Exercises to complete
1. Summarize the comment about the Quartz article in two sentences.
2. Translate this sentence from the comment about the Quartz article into Spanish: "The weirdest thing I've seen is a necklace with a piece of electronic circuitry on it, with a vague claim that it conducts some sort of beneficial energy field."
3. Continue the comment about the Quartz article from where it ends.

[Extract provided — start]

Nikhil Sonnad recently wrote a piece for Quartz pointing out that many of the same pseudo-scientific products are promoted on both Gwynneth Paltrow's Goop and Alex Jones's InfoWars.
This article lost me at "people who can afford $25 'activated cashews'", which I gather means that they buy some amount of many cashews for $25, which of course most people I know have done cumulatively. So it's a statement that only sneers, and doesn't inform.
I also think it's misleading to say that Alex Jones "has said" Sandy Hook was staged, which I assume is literally true, but obscures the fact that he has since walked that back. Not that Alex Jones especially deserves excusing, but we're only getting the sizzle and not the vitamins -- the self-satisfaction and superiority, and not the caveats.
And that's just in the first few paragraphs. If I edited this person, I'd make a mental note to carefully check all of his facts and reign in his phrasings, to make sure we're not overstating, obscuring and sensationalizing information for the sake of entertainment. That editorial oversight doesn't seem to have happened here, so I don't know how seriously I should take the rest of it.
That said, my extended friends and family include quite a few people who buy these sorts of nonsense products, and probably half of them sometimes use homeopathic placebo pills and creams. The weirdest thing I've seen is a necklace with a piece of electronic circuitry on it, with a vague claim that it conducts some sort of beneficial energy field.
I've spent lots of time around learners and teachers who peddle much of this kind of nonsense, and claim to practice or study things like the effects of remote prayer, reading auras, and surviving bodily death. I've argued with the more intellectual promoters of such study. They feel that the limits of what is considered respectable to study in mainstream scholarship are too narrow, and it is cital to support the types of seeking of knowledge and connection that are excluded from study elsewhere. This has been the case with formerly eyeroll-inducing folk practices/substances like meditation, yoga, acupuncture, red wine, curry, MDMA, cannabis, germ flora, and prenatal and early childhood exposure to nuts and seafood -- all of which have demonstrated their value, in the face of dismissive skepticism, through further scientific study, or are in the process of being so.

[Extract provided — finish]
[Information given — start]

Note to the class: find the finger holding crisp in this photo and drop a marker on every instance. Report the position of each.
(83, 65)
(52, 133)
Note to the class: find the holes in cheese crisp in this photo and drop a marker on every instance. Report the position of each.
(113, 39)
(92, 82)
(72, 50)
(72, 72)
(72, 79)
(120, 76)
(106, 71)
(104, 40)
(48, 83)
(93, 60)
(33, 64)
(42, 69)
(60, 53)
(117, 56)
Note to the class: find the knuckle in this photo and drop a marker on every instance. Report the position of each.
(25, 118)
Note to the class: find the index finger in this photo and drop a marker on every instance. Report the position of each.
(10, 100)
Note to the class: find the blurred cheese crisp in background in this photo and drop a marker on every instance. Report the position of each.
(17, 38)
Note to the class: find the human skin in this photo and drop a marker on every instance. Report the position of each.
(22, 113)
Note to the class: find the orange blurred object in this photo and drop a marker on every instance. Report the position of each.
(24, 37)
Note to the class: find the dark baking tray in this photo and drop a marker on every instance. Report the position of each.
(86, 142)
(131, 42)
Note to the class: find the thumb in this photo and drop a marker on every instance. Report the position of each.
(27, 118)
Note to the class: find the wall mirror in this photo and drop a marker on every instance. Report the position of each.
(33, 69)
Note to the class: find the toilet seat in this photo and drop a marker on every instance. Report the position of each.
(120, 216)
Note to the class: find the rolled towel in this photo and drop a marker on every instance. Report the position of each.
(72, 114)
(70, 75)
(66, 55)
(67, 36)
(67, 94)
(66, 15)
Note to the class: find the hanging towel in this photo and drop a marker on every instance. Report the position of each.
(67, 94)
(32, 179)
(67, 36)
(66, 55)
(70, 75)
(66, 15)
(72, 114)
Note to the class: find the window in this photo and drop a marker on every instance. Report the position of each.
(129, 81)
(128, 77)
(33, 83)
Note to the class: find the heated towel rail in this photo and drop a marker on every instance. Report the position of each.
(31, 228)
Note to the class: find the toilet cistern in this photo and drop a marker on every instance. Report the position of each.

[Information given — finish]

Task-by-task outputs
1. The writer faults a Quartz piece by Nikhil Sonnad, which points out that Goop and InfoWars promote many of the same pseudo-scientific products, for sneering and misleading phrasing, including its "activated cashews" line and its claim about Alex Jones and Sandy Hook. The writer also notes that many extended friends and family buy such products, and reports arguing with promoters who feel mainstream scholarship is too narrow about what it considers respectable to study.

2. Lo más raro que he visto es un collar con un trozo de circuito electrónico, con la vaga afirmación de que conduce algún tipo de campo de energía beneficioso.

3.
I do think that there are some disturbing limits on what the mainstream considers respectable to wonder about. For instance, somehow it became ridiculous in serious conversation to worry about GMOs. Calls to more actively monitor GMO research and production, or to label them, are met with eyerolls. But there are many documented cases of environmental damage from GMOs, and disturbing legal precedents that make it illegal to farm with seeds you own if the company which modified them doesn't want you to. In other words, there is ample reason to respect and listen to concerns about GMOs.
Similarly, vaccines in the US have indeed hurt many children due to government and industry incompetence, irresponsibility and/or greed. There are also many different points of failure at which the administration of a vaccine dose could harm your child, and the public at large, on net. I do allow all immunizations that my children's doctor recommends, and I think that's the responsible thing for all parents to do. But I certainly have reservations, and I think if you don't, that's fine, but it's because you're not informed or reflective enough on the topic to realize that reservations are appropriate. But parents with reservations are treated as know-nothing fools.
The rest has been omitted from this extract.